WHAT THE TASK ASKS
Gather every line of the listing below that contains the string "plank", matching case exactly.

Start of DATASET RECORDS

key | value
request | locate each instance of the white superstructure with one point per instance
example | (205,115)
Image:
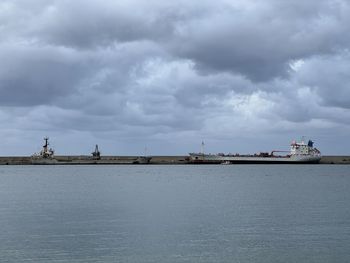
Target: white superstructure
(300,152)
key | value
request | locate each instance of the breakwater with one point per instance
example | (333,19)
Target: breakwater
(84,159)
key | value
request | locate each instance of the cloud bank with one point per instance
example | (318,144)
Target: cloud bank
(241,75)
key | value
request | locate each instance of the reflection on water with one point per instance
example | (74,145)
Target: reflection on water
(234,213)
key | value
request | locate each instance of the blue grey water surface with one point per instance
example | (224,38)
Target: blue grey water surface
(218,213)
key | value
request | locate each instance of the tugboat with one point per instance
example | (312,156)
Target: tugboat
(300,152)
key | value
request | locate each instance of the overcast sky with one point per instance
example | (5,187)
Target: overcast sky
(241,75)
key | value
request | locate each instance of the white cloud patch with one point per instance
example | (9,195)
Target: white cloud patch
(131,73)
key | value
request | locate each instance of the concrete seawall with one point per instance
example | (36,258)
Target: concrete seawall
(82,159)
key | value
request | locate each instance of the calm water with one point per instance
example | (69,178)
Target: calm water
(175,213)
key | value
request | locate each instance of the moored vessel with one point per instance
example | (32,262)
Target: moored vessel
(300,152)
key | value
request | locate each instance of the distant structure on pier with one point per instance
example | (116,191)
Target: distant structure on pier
(96,154)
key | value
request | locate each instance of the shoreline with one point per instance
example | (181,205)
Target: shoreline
(120,160)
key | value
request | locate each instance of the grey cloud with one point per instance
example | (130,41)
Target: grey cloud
(188,69)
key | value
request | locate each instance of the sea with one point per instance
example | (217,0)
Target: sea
(175,213)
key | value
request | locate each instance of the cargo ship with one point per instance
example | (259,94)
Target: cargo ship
(300,152)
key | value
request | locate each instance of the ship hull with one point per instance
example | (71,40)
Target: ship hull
(217,159)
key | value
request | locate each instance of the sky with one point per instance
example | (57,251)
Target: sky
(159,77)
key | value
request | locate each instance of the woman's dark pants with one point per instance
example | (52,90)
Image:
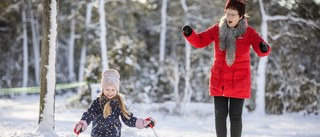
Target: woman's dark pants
(233,106)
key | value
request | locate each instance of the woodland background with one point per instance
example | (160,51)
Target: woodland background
(134,34)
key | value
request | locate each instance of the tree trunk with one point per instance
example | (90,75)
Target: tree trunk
(163,30)
(70,55)
(25,46)
(103,44)
(85,41)
(48,65)
(35,43)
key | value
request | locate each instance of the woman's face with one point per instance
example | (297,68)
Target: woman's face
(110,92)
(233,17)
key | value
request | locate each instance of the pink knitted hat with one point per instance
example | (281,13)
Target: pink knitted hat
(110,77)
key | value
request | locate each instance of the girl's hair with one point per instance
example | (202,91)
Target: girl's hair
(107,109)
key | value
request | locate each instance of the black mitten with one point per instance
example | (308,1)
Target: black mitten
(187,30)
(263,47)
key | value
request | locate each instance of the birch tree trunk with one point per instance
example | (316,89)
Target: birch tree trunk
(71,50)
(261,76)
(163,30)
(48,65)
(103,44)
(85,41)
(25,47)
(35,45)
(187,90)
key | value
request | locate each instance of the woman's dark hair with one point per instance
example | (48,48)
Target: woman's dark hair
(238,5)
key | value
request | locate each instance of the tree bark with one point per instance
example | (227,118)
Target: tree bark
(48,62)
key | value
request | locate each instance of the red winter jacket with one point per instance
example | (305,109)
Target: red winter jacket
(233,81)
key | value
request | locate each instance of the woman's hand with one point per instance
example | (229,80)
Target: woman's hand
(263,47)
(80,127)
(144,123)
(187,30)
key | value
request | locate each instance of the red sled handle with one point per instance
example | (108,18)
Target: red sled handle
(151,123)
(79,130)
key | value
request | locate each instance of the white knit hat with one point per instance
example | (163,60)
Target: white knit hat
(110,77)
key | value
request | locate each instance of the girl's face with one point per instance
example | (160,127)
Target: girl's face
(233,17)
(110,92)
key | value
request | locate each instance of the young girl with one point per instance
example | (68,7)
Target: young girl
(105,110)
(230,80)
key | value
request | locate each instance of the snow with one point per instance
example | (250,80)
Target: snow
(19,117)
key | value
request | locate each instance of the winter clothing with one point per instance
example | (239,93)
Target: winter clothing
(235,112)
(187,30)
(110,77)
(81,126)
(263,47)
(230,74)
(110,126)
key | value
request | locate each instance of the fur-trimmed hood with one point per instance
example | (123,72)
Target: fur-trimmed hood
(228,36)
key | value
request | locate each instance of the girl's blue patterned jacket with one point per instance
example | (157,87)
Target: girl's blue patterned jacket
(110,126)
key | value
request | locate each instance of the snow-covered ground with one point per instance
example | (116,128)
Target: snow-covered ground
(19,117)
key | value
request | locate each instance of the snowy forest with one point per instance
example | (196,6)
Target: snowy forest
(143,40)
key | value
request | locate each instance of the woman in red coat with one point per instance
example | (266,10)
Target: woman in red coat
(230,80)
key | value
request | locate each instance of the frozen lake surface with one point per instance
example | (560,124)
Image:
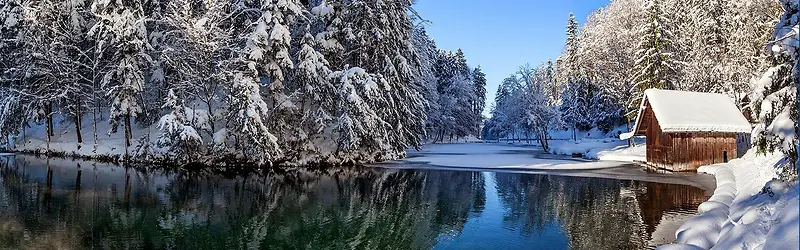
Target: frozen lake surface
(410,204)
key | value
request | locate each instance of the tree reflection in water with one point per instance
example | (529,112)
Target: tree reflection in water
(114,207)
(594,213)
(57,203)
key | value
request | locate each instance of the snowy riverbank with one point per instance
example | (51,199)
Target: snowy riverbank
(499,156)
(606,149)
(749,209)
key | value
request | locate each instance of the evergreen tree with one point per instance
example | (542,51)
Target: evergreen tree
(180,139)
(479,81)
(775,95)
(122,24)
(654,66)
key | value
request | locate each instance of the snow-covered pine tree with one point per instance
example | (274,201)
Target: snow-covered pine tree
(247,116)
(775,95)
(196,50)
(540,113)
(479,82)
(360,132)
(426,76)
(180,140)
(122,25)
(574,99)
(376,36)
(316,97)
(751,24)
(654,63)
(707,34)
(268,46)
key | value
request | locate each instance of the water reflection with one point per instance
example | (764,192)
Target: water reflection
(56,203)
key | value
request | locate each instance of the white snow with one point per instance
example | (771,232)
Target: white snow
(499,156)
(749,210)
(683,111)
(608,149)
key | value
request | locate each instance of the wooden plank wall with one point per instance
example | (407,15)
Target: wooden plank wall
(687,151)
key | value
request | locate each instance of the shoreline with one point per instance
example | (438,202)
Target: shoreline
(750,209)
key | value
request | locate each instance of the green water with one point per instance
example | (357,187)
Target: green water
(57,203)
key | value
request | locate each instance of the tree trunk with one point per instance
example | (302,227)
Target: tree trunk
(631,142)
(574,133)
(48,126)
(78,125)
(127,133)
(94,129)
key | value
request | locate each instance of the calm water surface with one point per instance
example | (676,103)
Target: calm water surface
(57,203)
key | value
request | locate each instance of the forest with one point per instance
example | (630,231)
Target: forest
(275,82)
(288,82)
(744,49)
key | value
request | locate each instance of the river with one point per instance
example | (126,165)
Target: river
(58,203)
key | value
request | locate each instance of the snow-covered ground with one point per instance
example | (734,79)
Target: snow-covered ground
(749,209)
(606,149)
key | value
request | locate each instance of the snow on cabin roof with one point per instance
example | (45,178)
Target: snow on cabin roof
(683,111)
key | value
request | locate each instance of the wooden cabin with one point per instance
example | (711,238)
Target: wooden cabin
(686,130)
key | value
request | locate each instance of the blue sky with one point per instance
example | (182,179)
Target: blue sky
(501,35)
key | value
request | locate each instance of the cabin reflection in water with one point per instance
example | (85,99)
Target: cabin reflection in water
(51,203)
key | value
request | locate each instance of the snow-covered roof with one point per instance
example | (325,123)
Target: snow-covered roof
(683,111)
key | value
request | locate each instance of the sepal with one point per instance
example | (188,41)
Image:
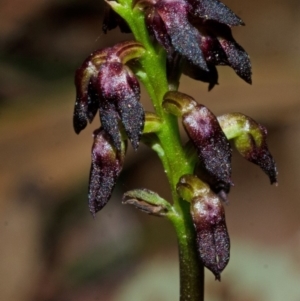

End of DATASET RECORDS

SOLUTION FOR THIS EXERCISE
request | locate each instance of the wooden plank wall with one point per instance
Target: wooden plank wall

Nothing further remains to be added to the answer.